TASK DETAILS -
Lay out every line of the entries below as a numbered list, skipping blank lines. Leave the pictures out of your answer.

:: GIVEN DATA

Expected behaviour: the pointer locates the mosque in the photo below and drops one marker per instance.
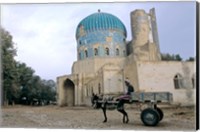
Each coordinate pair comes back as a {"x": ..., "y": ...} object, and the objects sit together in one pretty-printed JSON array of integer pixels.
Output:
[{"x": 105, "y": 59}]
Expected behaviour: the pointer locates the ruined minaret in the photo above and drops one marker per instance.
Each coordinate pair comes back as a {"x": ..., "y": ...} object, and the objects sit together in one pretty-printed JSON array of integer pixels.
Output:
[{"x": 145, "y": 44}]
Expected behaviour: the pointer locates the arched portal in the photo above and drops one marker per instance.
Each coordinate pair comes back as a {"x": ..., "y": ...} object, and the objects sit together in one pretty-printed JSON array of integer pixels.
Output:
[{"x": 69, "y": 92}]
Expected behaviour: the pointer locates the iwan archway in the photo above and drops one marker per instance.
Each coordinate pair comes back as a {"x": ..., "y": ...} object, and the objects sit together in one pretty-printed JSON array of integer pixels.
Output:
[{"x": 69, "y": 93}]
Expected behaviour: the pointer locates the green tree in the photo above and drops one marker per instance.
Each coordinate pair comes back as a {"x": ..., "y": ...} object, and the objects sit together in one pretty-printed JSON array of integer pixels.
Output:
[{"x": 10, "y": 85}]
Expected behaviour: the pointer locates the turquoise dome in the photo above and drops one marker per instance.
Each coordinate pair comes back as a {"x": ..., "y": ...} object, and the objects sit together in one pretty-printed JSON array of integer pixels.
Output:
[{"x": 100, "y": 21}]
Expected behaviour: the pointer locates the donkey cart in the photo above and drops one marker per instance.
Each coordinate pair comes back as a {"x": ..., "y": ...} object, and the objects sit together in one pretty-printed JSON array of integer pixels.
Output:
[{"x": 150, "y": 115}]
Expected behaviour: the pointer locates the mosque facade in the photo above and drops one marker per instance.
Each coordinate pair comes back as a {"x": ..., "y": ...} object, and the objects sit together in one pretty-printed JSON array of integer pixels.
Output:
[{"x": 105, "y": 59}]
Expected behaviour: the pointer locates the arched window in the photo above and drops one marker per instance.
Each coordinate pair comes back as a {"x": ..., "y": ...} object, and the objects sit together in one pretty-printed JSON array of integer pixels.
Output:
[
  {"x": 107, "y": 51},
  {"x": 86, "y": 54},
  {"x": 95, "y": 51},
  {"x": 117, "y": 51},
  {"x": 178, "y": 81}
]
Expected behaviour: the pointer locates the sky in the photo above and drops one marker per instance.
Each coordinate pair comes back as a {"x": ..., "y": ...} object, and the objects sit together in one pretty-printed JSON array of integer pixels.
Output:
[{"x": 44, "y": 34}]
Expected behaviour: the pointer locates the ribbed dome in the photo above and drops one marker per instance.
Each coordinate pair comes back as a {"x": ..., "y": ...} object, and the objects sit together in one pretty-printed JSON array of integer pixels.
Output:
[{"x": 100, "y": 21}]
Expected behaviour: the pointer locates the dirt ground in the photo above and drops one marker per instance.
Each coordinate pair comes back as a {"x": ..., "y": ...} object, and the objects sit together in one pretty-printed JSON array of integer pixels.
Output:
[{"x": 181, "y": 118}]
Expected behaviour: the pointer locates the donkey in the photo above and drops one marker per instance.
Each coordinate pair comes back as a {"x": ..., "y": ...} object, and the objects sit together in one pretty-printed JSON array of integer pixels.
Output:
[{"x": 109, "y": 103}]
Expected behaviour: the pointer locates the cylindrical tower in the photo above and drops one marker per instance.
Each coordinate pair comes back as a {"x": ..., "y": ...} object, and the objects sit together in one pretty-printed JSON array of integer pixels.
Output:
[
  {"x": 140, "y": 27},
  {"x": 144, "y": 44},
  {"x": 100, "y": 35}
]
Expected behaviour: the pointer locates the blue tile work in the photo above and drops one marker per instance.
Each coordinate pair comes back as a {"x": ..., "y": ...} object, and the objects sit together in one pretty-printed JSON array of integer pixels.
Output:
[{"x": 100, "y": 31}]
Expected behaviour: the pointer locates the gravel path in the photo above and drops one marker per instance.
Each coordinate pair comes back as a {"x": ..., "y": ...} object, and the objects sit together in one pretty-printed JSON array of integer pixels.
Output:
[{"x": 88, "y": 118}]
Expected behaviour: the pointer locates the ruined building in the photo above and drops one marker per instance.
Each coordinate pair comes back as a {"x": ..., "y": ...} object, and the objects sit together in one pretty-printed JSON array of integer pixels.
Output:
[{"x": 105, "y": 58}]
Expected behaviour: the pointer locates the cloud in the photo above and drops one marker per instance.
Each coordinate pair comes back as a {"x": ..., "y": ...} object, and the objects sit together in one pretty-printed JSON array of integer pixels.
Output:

::::

SOLUTION FOR THIS EXERCISE -
1. Expected behaviour: the pointer locates the mosque in the photo below and drops one marker per instance.
2. Each coordinate pair comes back as a {"x": ..., "y": ...} object, and the objects sit together in one pretty-printed JSON array of integer pixels.
3. Output:
4. [{"x": 105, "y": 59}]
5. Expected behaviour: the pointer locates the ruined minaret in the photo above and drops one marker per instance.
6. Each coordinate pair comes back as a {"x": ..., "y": ...} object, and the objects sit together in one pretty-printed JSON array of integer pixels.
7. Output:
8. [{"x": 145, "y": 44}]
9. Expected behaviour: the pointer locates the arched portal in the photo above and drops one marker per instance.
10. Each coordinate pair comes back as a {"x": ..., "y": ...} object, and the objects sit together in one pretty-printed JSON array of integer pixels.
11. Output:
12. [{"x": 69, "y": 92}]
13. Expected behaviour: the pointer locates the iwan archway in the photo above and drops one marker per instance.
14. Each coordinate pair comes back as a {"x": ..., "y": ...} object, and the objects sit together in one pretty-printed JSON array of integer pixels.
15. Output:
16. [{"x": 69, "y": 93}]
17. Expected behaviour: the pointer locates the green tree in the photo above and drops one marker per instance.
18. Each coordinate pair comes back as a {"x": ..., "y": ...} object, and the objects sit together in one pretty-printed JSON array of integer pixels.
19. Output:
20. [{"x": 10, "y": 85}]
21. Expected behaviour: the pointer locates the turquoise dome in the photo above and drops one marker per instance.
22. Each coordinate pair comes back as a {"x": ..., "y": ...} object, and the objects sit together in one pretty-printed JSON array of integer pixels.
23. Output:
24. [{"x": 100, "y": 21}]
25. Expected behaviour: the pointer locates the donkey cart in the photo above and drops one marker per instance.
26. Each coordinate pair comes back as a {"x": ..., "y": ...} object, and the objects sit together in one pretty-printed JSON array of integer pixels.
27. Output:
28. [{"x": 150, "y": 115}]
29. Expected behaviour: the pointer locates the mosque facade in the photo above and drops one marker per instance.
30. Each coordinate pair comes back as a {"x": ..., "y": ...} object, and the objects sit together in one pretty-printed JSON array of integer pixels.
31. Output:
32. [{"x": 105, "y": 59}]
33. Expected behaviour: the pointer locates the arched window in the photo above and drops one marker per instance.
34. Each coordinate pair comes back as a {"x": ..., "y": ...} object, and the objects sit together in one pretty-printed JSON array of integer pixels.
35. Output:
36. [
37.   {"x": 107, "y": 51},
38.   {"x": 86, "y": 54},
39.   {"x": 95, "y": 51},
40.   {"x": 117, "y": 51},
41.   {"x": 178, "y": 81}
42. ]
43. Expected behaviour: the pointer locates the sky in the photo above and drops one marker per instance.
44. Each coordinate pair comes back as a {"x": ..., "y": ...} object, and the objects sit together in one pretty-printed JSON array of integer pixels.
45. Output:
46. [{"x": 44, "y": 34}]
47. Expected behaviour: the pointer locates the ribbed dome in the photo above and drops one marker per instance.
48. Each coordinate pair comes back as a {"x": ..., "y": ...} object, and the objects sit together in one pretty-printed JSON array of integer pixels.
49. Output:
50. [{"x": 100, "y": 21}]
51. Expected behaviour: the pointer locates the dirt ground in the photo above and drops one marker per instance.
52. Each coordinate pair comes back as a {"x": ..., "y": ...} object, and the objects sit together in one pretty-printed JSON array of integer pixels.
53. Output:
54. [{"x": 181, "y": 118}]
55. Expected behaviour: the pointer locates the donkey in the photo above and drops one marker per instance.
56. Each coordinate pair comes back as a {"x": ..., "y": ...} object, and the objects sit together in one pretty-printed JSON array of integer pixels.
57. Output:
58. [{"x": 109, "y": 103}]
59. Expected behaviour: the pointer locates the cylindrical tower in the photo above and drops one marker per instance.
60. Each coordinate pair comes back as a {"x": ..., "y": ...} object, and the objects sit together in one pretty-printed JSON array of integer pixels.
61. Output:
62. [
63.   {"x": 140, "y": 27},
64.   {"x": 144, "y": 44},
65.   {"x": 100, "y": 35}
66. ]
67. Expected behaviour: the pointer locates the blue tile work in the photo above and drops one marker per instance.
68. Each coordinate pair comes back as a {"x": ..., "y": ...} object, and the objects sit together in one pretty-printed JSON array of integer pixels.
69. Output:
70. [{"x": 100, "y": 31}]
71. Expected behaviour: the pointer locates the gravel path in the photo above and drops one marker per instance.
72. Each coordinate pair comes back as a {"x": ..., "y": ...} object, and the objects sit together in one pretty-printed JSON array of integer pixels.
73. Output:
74. [{"x": 88, "y": 118}]
75. Expected behaviour: the pointer locates the ruined building in the photo above and drops one marker per instance.
76. Each coordinate pair comes back as a {"x": ..., "y": ...} object, and the objects sit together in one pretty-printed JSON array of integer pixels.
77. Output:
78. [{"x": 105, "y": 58}]
79. Expected behaviour: the pointer locates the cloud in the photo above and drops one marker per instance.
80. Each coordinate pair comes back as a {"x": ..., "y": ...} object, and the objects sit together in one pretty-printed JSON array of integer pixels.
81. Output:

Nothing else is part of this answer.